» DIRECTIONS
Only the pictures should be dropped; copy the rest of the entries exactly.

» DATA LISTING
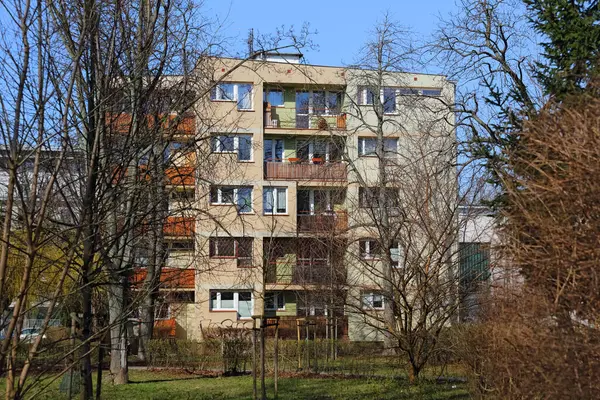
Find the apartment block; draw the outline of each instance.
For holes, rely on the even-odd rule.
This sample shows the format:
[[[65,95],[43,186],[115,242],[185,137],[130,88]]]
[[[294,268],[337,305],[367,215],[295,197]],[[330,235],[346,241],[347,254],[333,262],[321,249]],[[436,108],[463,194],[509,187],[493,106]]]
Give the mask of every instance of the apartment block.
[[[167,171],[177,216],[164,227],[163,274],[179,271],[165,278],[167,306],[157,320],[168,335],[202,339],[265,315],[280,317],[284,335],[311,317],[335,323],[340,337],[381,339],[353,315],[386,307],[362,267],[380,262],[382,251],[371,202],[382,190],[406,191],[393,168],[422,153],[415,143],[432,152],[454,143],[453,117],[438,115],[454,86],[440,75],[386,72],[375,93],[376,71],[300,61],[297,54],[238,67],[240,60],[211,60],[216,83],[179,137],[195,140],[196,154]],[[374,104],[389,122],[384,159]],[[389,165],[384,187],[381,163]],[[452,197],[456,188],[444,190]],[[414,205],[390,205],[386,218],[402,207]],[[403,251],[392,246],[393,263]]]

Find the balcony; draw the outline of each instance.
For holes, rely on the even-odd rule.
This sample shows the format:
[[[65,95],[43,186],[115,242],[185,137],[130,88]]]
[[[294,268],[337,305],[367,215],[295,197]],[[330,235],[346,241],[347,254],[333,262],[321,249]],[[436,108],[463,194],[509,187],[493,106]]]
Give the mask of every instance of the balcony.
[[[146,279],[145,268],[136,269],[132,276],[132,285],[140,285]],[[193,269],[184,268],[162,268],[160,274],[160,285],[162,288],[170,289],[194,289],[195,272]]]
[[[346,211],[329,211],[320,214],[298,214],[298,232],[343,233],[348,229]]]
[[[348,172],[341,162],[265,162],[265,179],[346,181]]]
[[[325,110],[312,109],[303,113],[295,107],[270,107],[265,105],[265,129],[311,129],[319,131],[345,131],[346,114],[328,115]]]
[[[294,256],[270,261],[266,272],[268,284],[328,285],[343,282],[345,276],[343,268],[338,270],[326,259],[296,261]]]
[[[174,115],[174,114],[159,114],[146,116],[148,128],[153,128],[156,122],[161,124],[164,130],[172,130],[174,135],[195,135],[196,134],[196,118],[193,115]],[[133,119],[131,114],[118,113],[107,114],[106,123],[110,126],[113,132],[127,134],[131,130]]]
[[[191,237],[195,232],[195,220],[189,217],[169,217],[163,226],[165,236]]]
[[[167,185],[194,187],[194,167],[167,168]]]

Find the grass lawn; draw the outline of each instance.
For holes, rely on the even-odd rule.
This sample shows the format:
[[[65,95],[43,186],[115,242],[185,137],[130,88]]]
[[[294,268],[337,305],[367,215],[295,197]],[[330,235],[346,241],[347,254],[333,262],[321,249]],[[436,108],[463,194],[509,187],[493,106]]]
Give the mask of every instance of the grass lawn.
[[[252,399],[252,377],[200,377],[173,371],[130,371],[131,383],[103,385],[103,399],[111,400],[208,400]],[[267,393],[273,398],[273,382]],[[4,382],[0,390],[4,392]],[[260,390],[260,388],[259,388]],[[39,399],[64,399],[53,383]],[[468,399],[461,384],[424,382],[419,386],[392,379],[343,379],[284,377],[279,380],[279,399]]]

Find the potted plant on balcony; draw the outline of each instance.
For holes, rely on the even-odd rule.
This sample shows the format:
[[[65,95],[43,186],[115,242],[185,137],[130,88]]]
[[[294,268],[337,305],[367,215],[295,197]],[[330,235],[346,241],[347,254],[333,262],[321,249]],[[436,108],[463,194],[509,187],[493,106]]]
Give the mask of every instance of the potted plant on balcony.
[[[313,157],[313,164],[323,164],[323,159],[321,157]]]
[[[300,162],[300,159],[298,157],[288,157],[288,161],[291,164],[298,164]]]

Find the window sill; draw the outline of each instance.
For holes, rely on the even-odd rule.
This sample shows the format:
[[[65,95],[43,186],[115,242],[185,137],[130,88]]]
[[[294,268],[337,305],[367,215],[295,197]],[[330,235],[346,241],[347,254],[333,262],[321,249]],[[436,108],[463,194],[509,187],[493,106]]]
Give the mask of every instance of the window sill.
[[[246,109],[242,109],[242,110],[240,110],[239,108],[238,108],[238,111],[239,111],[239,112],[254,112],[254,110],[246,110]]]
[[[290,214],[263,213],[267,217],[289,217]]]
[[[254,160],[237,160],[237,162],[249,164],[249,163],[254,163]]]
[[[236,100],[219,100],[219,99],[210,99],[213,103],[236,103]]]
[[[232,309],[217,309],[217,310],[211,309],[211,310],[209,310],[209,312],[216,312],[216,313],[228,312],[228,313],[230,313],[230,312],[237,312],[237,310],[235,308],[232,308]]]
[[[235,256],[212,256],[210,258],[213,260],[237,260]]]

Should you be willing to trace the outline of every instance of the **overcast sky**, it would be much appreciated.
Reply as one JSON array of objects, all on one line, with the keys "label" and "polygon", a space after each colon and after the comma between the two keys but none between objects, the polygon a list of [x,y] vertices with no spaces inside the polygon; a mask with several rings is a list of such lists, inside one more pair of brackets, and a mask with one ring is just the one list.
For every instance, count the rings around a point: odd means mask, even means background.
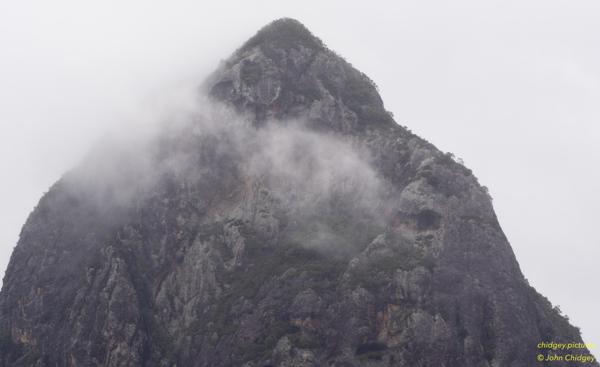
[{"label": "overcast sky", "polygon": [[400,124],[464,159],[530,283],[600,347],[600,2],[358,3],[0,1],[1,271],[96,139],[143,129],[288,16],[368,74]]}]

» TASK SOLUTION
Find the apartment block; draw the outline of each instance.
For holes, rely on the even-odd rule.
This sample shows the format:
[[[65,95],[43,186],[115,242],[185,137],[130,88]]]
[[[294,268],[337,305],[367,215],[295,197]],[[330,235],[346,241],[347,254],[333,262],[321,249]],[[436,108],[463,194],[509,187],[493,106]]]
Give the mask of every instance of the apartment block.
[[[167,171],[177,216],[164,227],[163,274],[179,271],[165,278],[167,306],[157,320],[168,335],[202,339],[265,315],[280,317],[284,335],[311,317],[335,323],[340,337],[381,339],[353,315],[386,307],[362,267],[380,262],[382,251],[371,202],[382,190],[406,191],[393,168],[422,153],[415,143],[432,152],[454,143],[453,117],[438,115],[454,86],[440,75],[386,72],[375,93],[376,71],[300,61],[297,54],[238,67],[240,60],[211,60],[216,83],[179,137],[195,140],[196,154]],[[374,104],[389,122],[384,159]],[[389,165],[384,187],[381,163]],[[452,197],[456,188],[444,190]],[[414,205],[390,205],[386,218],[402,207]],[[403,251],[392,246],[393,263]]]

Find the balcony; draw the outline of each instance.
For holes, rely on the even-odd rule.
This sample shows the format:
[[[65,95],[43,186],[115,242],[185,137],[130,88]]]
[[[294,268],[337,305],[367,215],[295,197]],[[330,235],[346,241],[347,254],[333,262],[321,249]],[[436,108],[463,194],[509,187],[493,106]]]
Give the mask of every instance of the balcony.
[[[146,279],[145,268],[136,269],[132,276],[132,285],[140,285]],[[193,269],[184,268],[162,268],[160,274],[160,285],[162,288],[170,289],[194,289],[195,272]]]
[[[346,211],[329,211],[320,214],[298,214],[298,232],[343,233],[348,229]]]
[[[348,172],[341,162],[265,162],[265,179],[346,181]]]
[[[325,110],[312,109],[303,113],[295,107],[270,107],[265,105],[265,129],[311,129],[319,131],[345,131],[346,114],[328,115]]]
[[[294,256],[270,261],[266,272],[268,284],[328,285],[343,282],[345,276],[343,268],[338,270],[326,259],[296,261]]]
[[[174,115],[174,114],[159,114],[146,116],[148,128],[153,128],[156,122],[161,124],[164,130],[172,130],[174,135],[195,135],[196,134],[196,118],[193,115]],[[133,119],[131,114],[118,113],[107,114],[106,123],[110,126],[113,132],[127,134],[131,130]]]
[[[191,237],[195,232],[195,220],[189,217],[169,217],[163,226],[165,236]]]
[[[167,185],[194,187],[194,167],[167,168]]]

Find the grass lawn; draw the outline of each instance.
For holes, rely on the even-odd rule.
This sample shows the format:
[[[65,95],[43,186],[115,242],[185,137],[130,88]]]
[[[294,268],[337,305],[367,215],[295,197]],[[330,235],[346,241],[347,254],[333,262],[321,249]],[[436,108],[463,194],[509,187],[493,106]]]
Give the mask of every instance of the grass lawn.
[[[252,399],[252,377],[200,377],[173,371],[130,371],[131,383],[103,385],[103,399],[111,400],[208,400]],[[267,393],[273,398],[273,382]],[[4,382],[0,390],[4,392]],[[260,390],[260,388],[259,388]],[[39,399],[64,399],[53,383]],[[468,399],[461,384],[424,382],[419,386],[392,379],[343,379],[284,377],[279,380],[279,399]]]

Find the potted plant on balcony; draw the outline of each instance.
For holes, rely on the even-odd rule.
This sample shows the format:
[[[65,95],[43,186],[115,242],[185,137],[130,88]]]
[[[294,268],[337,305],[367,215],[295,197]],[[330,235],[346,241],[347,254],[333,262],[321,249]],[[436,108],[463,194],[509,187],[493,106]]]
Give the mask of every instance of the potted plant on balcony.
[[[313,157],[313,164],[323,164],[323,159],[321,157]]]
[[[300,162],[300,159],[298,157],[288,157],[288,161],[291,164],[298,164]]]

Find the window sill; draw the outline of each instance.
For holes, rely on the even-odd rule.
This sample shows the format:
[[[65,95],[43,186],[115,242],[185,137],[130,88]]]
[[[294,268],[337,305],[367,215],[295,197]],[[330,235],[346,241],[347,254],[333,262],[321,249]],[[436,108],[463,194],[509,187],[493,106]]]
Give the mask of every instance of the window sill.
[[[246,109],[242,109],[242,110],[240,110],[239,108],[238,108],[238,111],[239,111],[239,112],[254,112],[254,110],[246,110]]]
[[[290,214],[263,213],[267,217],[289,217]]]
[[[254,160],[237,160],[237,162],[249,164],[249,163],[254,163]]]
[[[236,100],[219,100],[219,99],[210,99],[213,103],[236,103]]]
[[[232,309],[217,309],[217,310],[211,309],[211,310],[209,310],[209,312],[216,312],[216,313],[228,312],[228,313],[230,313],[230,312],[237,312],[237,310],[235,308],[232,308]]]
[[[235,256],[212,256],[210,258],[213,260],[237,260]]]

Should you be willing to trace the outline of every instance of the **overcast sky**, it would be much appreciated.
Reply as one JSON array of objects, all on one line, with the keys "label" and "polygon", a space after each colon and after the comma between the two keys but none between objects, the polygon a list of [x,y] vertices with no spaces inside the polygon; a mask with several rings is a list of such lists, inside one more pair of brackets, and a mask with one ring is just the one list.
For every instance, count the rings around a point: odd means mask, even means background.
[{"label": "overcast sky", "polygon": [[400,124],[464,159],[530,283],[600,347],[600,2],[358,3],[0,1],[1,271],[96,139],[143,129],[288,16],[368,74]]}]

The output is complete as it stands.